_THE EXERCISE_
Take the line containing "For every instance of the mountain, imagine" and every line after it to the end of the records, and copy them exactly, excluding pictures.

_DATA EXCERPTS_
┄┄┄┄┄┄

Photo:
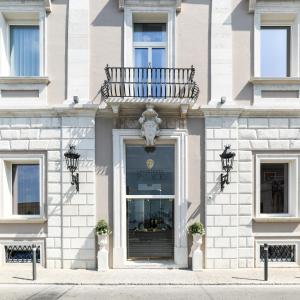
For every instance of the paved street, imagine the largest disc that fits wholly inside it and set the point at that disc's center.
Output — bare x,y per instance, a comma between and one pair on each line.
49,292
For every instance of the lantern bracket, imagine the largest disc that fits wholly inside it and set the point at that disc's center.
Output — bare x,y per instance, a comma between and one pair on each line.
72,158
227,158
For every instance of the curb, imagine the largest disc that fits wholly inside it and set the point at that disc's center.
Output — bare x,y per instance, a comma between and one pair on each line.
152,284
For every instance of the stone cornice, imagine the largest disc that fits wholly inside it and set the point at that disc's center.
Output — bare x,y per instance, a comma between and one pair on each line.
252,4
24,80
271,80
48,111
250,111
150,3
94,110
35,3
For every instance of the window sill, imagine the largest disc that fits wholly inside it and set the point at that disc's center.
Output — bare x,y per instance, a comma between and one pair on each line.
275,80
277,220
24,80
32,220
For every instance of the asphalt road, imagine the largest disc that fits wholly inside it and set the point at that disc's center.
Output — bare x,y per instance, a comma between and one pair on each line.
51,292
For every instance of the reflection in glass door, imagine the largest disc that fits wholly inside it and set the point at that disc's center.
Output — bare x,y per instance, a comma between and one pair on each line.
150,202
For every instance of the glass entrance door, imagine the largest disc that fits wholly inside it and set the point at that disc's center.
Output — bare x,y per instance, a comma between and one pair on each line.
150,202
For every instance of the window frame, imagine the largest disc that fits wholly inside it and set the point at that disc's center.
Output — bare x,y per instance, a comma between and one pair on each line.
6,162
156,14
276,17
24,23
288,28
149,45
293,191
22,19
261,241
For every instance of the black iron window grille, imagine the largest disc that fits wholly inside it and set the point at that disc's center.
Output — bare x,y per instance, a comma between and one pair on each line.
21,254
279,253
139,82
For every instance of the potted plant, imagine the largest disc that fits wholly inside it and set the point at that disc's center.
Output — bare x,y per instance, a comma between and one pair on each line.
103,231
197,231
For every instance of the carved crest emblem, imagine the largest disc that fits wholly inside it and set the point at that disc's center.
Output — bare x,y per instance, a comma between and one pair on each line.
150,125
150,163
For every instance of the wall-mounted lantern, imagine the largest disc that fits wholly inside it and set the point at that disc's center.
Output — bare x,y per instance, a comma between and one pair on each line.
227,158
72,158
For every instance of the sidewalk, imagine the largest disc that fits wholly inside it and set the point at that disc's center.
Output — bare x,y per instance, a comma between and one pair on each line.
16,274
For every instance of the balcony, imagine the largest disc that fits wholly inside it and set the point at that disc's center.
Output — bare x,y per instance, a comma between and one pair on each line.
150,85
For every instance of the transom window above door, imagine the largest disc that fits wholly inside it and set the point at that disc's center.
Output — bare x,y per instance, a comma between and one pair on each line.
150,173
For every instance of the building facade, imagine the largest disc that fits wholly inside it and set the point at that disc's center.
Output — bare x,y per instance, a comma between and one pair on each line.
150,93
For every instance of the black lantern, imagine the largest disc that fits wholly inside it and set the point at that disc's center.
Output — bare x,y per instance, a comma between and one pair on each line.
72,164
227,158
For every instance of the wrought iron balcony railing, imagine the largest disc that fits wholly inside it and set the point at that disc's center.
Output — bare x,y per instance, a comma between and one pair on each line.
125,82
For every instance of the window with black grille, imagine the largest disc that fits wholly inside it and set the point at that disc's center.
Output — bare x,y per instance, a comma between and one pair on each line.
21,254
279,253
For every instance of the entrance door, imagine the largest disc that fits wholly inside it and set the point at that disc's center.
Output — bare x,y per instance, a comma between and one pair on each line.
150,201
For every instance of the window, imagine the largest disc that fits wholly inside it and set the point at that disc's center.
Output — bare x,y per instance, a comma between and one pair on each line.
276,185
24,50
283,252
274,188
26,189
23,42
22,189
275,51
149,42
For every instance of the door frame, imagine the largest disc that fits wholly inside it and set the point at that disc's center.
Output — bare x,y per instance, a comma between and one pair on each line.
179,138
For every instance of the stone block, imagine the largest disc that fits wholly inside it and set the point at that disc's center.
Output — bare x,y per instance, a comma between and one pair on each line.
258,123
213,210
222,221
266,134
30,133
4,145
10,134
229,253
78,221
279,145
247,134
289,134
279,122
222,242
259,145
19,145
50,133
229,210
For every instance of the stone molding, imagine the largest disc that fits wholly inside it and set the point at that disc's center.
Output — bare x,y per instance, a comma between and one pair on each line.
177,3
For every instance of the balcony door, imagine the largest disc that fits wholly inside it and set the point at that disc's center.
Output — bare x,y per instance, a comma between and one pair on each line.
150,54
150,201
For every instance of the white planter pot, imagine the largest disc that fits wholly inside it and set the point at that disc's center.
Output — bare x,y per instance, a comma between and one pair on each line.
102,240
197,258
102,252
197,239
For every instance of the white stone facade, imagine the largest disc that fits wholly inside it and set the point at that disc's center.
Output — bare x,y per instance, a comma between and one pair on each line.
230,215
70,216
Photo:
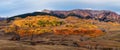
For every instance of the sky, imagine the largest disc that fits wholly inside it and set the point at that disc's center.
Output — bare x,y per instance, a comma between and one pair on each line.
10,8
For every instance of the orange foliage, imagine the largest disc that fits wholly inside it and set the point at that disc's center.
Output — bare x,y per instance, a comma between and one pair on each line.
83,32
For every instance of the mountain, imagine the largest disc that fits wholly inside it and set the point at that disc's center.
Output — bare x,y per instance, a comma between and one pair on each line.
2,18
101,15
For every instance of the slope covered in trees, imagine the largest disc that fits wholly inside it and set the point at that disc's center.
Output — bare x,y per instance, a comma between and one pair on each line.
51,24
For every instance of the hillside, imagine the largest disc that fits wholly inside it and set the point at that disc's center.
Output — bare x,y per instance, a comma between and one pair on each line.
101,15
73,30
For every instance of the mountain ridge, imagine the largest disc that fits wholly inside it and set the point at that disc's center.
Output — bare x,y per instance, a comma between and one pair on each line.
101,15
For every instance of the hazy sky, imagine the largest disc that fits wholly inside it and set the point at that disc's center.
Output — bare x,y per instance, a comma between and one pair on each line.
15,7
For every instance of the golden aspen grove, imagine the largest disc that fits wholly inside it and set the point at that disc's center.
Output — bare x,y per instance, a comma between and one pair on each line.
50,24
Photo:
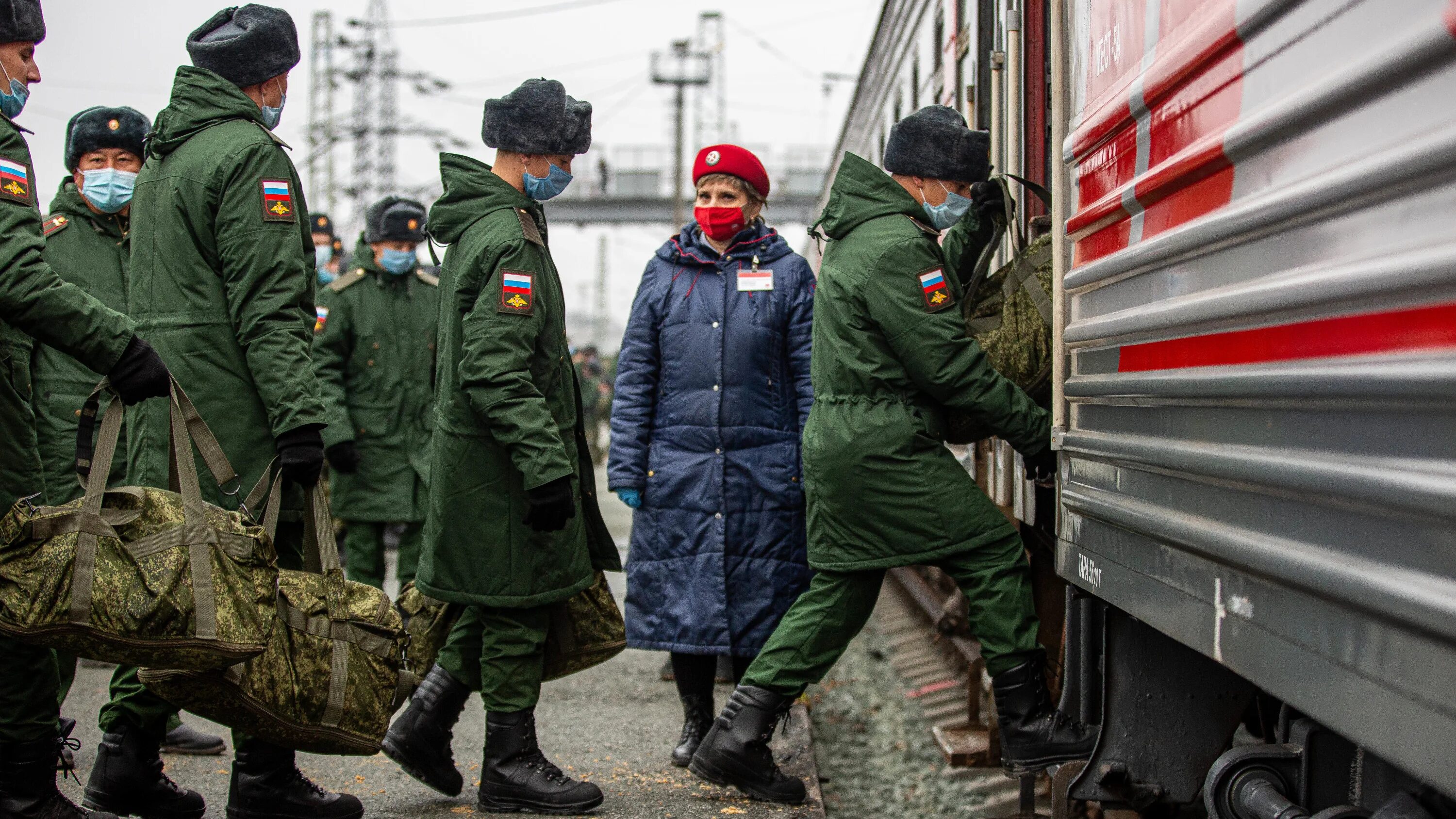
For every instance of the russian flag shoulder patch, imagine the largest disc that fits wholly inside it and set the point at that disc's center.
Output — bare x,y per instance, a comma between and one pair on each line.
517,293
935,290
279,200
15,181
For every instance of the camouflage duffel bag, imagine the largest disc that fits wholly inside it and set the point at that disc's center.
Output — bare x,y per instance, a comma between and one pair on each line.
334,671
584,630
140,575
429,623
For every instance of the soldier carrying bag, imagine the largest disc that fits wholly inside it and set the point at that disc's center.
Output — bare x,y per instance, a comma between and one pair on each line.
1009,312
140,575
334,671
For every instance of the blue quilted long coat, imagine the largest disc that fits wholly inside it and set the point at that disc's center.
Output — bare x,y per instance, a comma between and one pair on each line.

┄┄┄┄┄┄

_SOLUTION_
For every instance of the mountain, imagine the largest disc that fits wholly inside it and set the point at that disc's center.
Output — bare x,y per instance, a comma between and one pair on each line.
2,18
101,15
For every instance of the slope covered in trees, imagine the largest disc that fits wholly inside it and set the point at that disc's center.
Output — bare x,y per instance, a comma between and one pair on each line.
51,24
For every instance of the hillside, imagine the largest disc that fits wholly inside it and set the point at that disc's center.
Output — bare x,y per instance, a comma between and one pair on each line.
101,15
73,30
For every instance of the mountain ridge, imagine the largest disc that fits wholly inside it and set the point at that disc's center.
Output — bare x,y per instance, a comma between and one pair on each line.
101,15
For every instance of the hazy sky, imagine the largest disc that fits wholly inside it and set the point at that disc's center.
Output — bare x,y per instance, a comma between and one pair on each line.
15,7
For every instance of the golden aspen grove, imagine the largest disc that fits wholly inside it and set the point at that disc's center.
Output — bare x,y per instance, a comma between and one pair on each line.
50,24
Photo:
For every instance of the russian flag shoulder patch, imagine the largest disc that fits wholly inside it and set the point at that disc's center.
Output — bare x,y per instance, a comma between and one pair on each line.
517,293
935,290
279,200
15,181
For every instance of the camouflage duffel bag, imagine the largest disc that fits wholly inside it and set the point at that disc's center.
Output — bare x,y per instance, a comma between and one pair on each line.
334,671
584,630
140,575
429,623
For every instance of the soldier carrying bag, imagine the largest disc that fits wholly inside it and set the point at that disc's center.
Output — bare x,y per instance, a comma between and one pair on each line.
1009,312
140,575
334,671
For every instance of the blue quilted long coat, imagine the largest disc that fits wholly inside it and set the point at that disc's center.
Output — bare x,y per instance, a comma between and one pair on each line.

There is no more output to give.